> **WORK TO DO**:
Rewrite the lines below with every "pipeline" swapped for "workflow" and nothing else altered, omitting the pictures.

[Collected data entries]
------------------------

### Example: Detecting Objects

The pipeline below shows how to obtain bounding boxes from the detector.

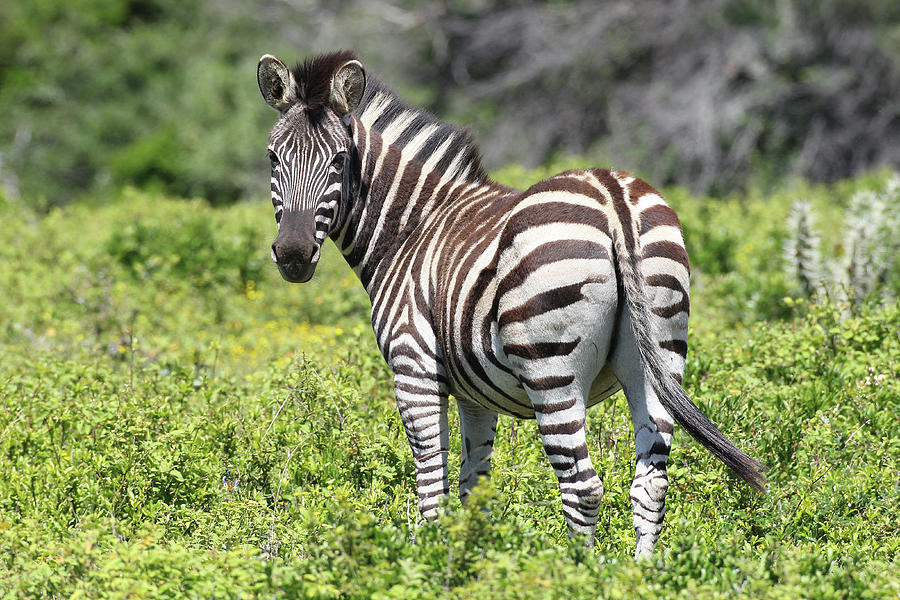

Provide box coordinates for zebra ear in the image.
[256,54,297,113]
[330,60,366,117]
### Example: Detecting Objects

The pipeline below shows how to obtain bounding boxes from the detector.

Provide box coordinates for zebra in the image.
[257,51,765,557]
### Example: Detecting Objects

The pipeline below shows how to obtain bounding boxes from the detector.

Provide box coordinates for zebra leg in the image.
[611,316,684,557]
[626,388,673,558]
[394,375,450,520]
[523,384,603,546]
[456,398,497,503]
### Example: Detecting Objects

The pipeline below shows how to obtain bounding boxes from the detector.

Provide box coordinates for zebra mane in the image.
[293,50,489,183]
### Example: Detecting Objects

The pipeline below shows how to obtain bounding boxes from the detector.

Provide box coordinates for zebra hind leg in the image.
[523,377,603,546]
[611,316,684,557]
[457,398,497,503]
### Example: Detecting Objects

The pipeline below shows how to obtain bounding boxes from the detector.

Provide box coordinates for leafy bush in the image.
[785,174,900,304]
[0,174,900,599]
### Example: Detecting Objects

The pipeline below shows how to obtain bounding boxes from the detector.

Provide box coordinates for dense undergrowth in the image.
[0,169,900,598]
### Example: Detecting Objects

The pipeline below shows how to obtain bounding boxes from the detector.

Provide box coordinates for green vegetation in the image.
[0,0,900,208]
[0,169,900,598]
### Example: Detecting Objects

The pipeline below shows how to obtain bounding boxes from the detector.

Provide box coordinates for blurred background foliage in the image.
[0,0,900,207]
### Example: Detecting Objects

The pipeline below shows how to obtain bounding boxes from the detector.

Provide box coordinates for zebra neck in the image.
[334,120,502,298]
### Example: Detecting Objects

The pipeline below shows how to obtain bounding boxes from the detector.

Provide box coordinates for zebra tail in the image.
[615,229,766,492]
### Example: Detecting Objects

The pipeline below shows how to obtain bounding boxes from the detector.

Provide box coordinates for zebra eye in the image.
[266,150,278,171]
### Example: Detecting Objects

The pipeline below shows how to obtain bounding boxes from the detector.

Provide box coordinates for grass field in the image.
[0,169,900,600]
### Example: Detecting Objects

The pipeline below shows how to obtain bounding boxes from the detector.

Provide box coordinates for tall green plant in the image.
[784,174,900,305]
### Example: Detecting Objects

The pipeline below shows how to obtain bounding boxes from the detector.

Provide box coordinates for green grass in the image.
[0,176,900,599]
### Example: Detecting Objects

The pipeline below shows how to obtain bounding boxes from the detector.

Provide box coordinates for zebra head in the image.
[256,52,366,283]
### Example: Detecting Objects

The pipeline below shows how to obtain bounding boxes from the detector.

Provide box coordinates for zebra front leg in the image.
[456,398,497,503]
[394,375,450,520]
[523,384,603,546]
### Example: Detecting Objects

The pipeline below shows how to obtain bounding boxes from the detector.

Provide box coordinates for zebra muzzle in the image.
[272,236,318,283]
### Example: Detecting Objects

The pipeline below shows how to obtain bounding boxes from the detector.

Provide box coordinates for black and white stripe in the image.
[259,52,764,554]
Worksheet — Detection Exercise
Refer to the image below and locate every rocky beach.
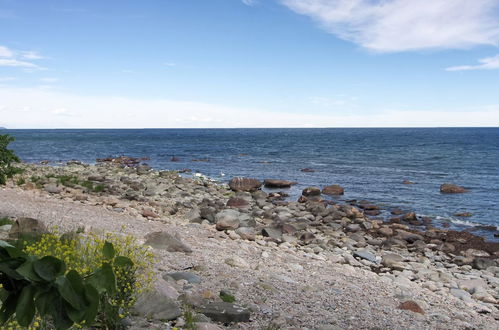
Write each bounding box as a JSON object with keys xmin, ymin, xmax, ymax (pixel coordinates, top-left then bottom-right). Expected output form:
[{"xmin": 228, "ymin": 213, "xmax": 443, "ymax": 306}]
[{"xmin": 0, "ymin": 157, "xmax": 499, "ymax": 330}]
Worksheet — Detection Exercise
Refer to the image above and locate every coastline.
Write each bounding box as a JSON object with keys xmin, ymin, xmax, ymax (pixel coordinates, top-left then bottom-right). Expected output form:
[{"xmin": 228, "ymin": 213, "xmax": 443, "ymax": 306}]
[{"xmin": 0, "ymin": 161, "xmax": 499, "ymax": 329}]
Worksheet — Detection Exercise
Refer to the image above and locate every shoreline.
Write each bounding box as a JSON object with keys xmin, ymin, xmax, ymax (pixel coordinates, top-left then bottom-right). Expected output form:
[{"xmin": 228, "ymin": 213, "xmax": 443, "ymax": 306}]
[{"xmin": 0, "ymin": 162, "xmax": 499, "ymax": 328}]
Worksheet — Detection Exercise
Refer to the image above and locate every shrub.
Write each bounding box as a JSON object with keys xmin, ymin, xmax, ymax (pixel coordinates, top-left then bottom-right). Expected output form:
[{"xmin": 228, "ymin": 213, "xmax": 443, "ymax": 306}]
[
  {"xmin": 0, "ymin": 134, "xmax": 21, "ymax": 185},
  {"xmin": 0, "ymin": 233, "xmax": 153, "ymax": 329}
]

------------------------

> **REPLY**:
### Example: Detecting Objects

The workflow below shows how to obtain bounding boxes from the detector.


Provide box coordinates for zebra ear in the image.
[256,54,297,113]
[330,60,366,117]
### Example: Detecting Objects

The workflow below shows how to obtain bounding boxes from the detector.

Provide box coordinates for zebra in the image.
[257,51,765,557]
### Example: Detecting Objects

The workflow below shows how to obtain bounding boxes from the detector.

Provide box coordinates for zebra leg in the image.
[611,316,684,557]
[626,388,673,558]
[394,375,450,520]
[523,384,603,546]
[456,398,497,503]
### Example: Detecting Objects

The workflow below shows how to obtain bounding boxes from the detector.

Provide box coordinates for zebra mane in the image.
[293,50,489,183]
### Example: Detecting Objects

The workflow below shows how to obtain bounding boxes from the detector.

Provide box coordinates for zebra hind leg in the image.
[523,377,603,546]
[611,316,684,557]
[457,398,497,503]
### Example: Detecting Objects

The workflow below shows how to obtain bounding boxes from the detector.

Provide box coordinates for leafy bush in the image.
[785,174,900,304]
[0,174,900,599]
### Example: Detecting Objects

The workflow below shows how to obtain bounding boxes from the detector.

Provide box coordinates for dense undergrowth in the image.
[0,169,900,598]
### Example: Detecting Objects

The workflow below shows how to obtain bounding boxes from the detector.

Provide box coordinates for green vegetation in the image.
[0,0,900,208]
[0,169,900,598]
### Example: Detecting Objects

The workflow below shows how to obtain bounding boxes from the detector.

Provide box coordinates for blurred background foliage in the image.
[0,0,900,207]
### Example: Detecting Objects

The workflow below shows how to obtain bounding boxes from the detector.

Provide box coordinates for zebra neck in the image.
[334,120,502,298]
### Example: Detecting Objects

The workflow below shows how to obtain bounding boxes from the detector.

Provide box coordinates for zebra tail in the image.
[615,229,766,492]
### Example: Detecting Objects

The workflow below shows how to obtain bounding boxes from the detector.

Provide box coordinates for zebra eye in the image.
[266,150,278,171]
### Example: Detecting Objects

The workflow below shows how to obtain bounding boxes from the detector.

Provide box coordinates for grass field in the image.
[0,169,900,600]
### Example: Detecting Objects

The workflow below shows how to obtain bounding boxes from the detector.

Provide box coordinates for tall green plant in the image.
[784,174,900,305]
### Example: Detecting Objects

The workflow below shows how to obtain bounding boxes from the detector.

Provide box coordinates for green grass in the image.
[0,176,900,599]
### Example: Detecting Objects

The workflow below shows how to obtain bounding boxes from the detector.

Provide box coordinates for zebra head in the image.
[256,52,366,283]
### Example: Detecting Objects

The workflow below shows how to obtain bounding boxes from the detector.

Provide box coordinates for zebra front leg in the image.
[456,398,497,503]
[394,375,450,520]
[523,384,603,546]
### Example: Detecting Objects

The workflow below shows how to obtain bounding boxes from the detector.

Provide box coordinates for zebra muzzle in the image.
[272,236,318,283]
### Example: Detecting Objects

The workflow below shows how to obtain bounding boxes from the detector.

Provide box coordinates for black and white stripe in the image.
[259,52,764,554]
Worksheet — Detection Exercise
Refer to the image below and locate every rocky beach.
Write each bounding box as a JSON object with keys xmin, ymin, xmax, ymax (pixel coordinates, top-left then bottom-right). Expected output form:
[{"xmin": 228, "ymin": 213, "xmax": 443, "ymax": 306}]
[{"xmin": 0, "ymin": 157, "xmax": 499, "ymax": 330}]
Worksheet — Detection Exercise
Refer to the image above and locate every coastline.
Write each bounding box as a JSON object with keys xmin, ymin, xmax, ymax (pixel coordinates, top-left then bottom-right). Expected output form:
[{"xmin": 228, "ymin": 213, "xmax": 443, "ymax": 306}]
[{"xmin": 0, "ymin": 161, "xmax": 499, "ymax": 329}]
Worksheet — Detection Exercise
Refer to the image above and locate every shoreline.
Write each bounding box as a JSON object with keys xmin, ymin, xmax, ymax (pixel coordinates, top-left then bottom-right). Expected output form:
[{"xmin": 228, "ymin": 213, "xmax": 443, "ymax": 306}]
[{"xmin": 0, "ymin": 162, "xmax": 499, "ymax": 328}]
Worksheet — Detection Exercise
Refer to the image above and locate every shrub.
Write each bounding box as a JSON object with keys xmin, ymin, xmax, ymax (pixel coordinates, top-left then bottom-right). Expected output form:
[{"xmin": 228, "ymin": 213, "xmax": 443, "ymax": 306}]
[
  {"xmin": 0, "ymin": 134, "xmax": 21, "ymax": 185},
  {"xmin": 0, "ymin": 233, "xmax": 153, "ymax": 329}
]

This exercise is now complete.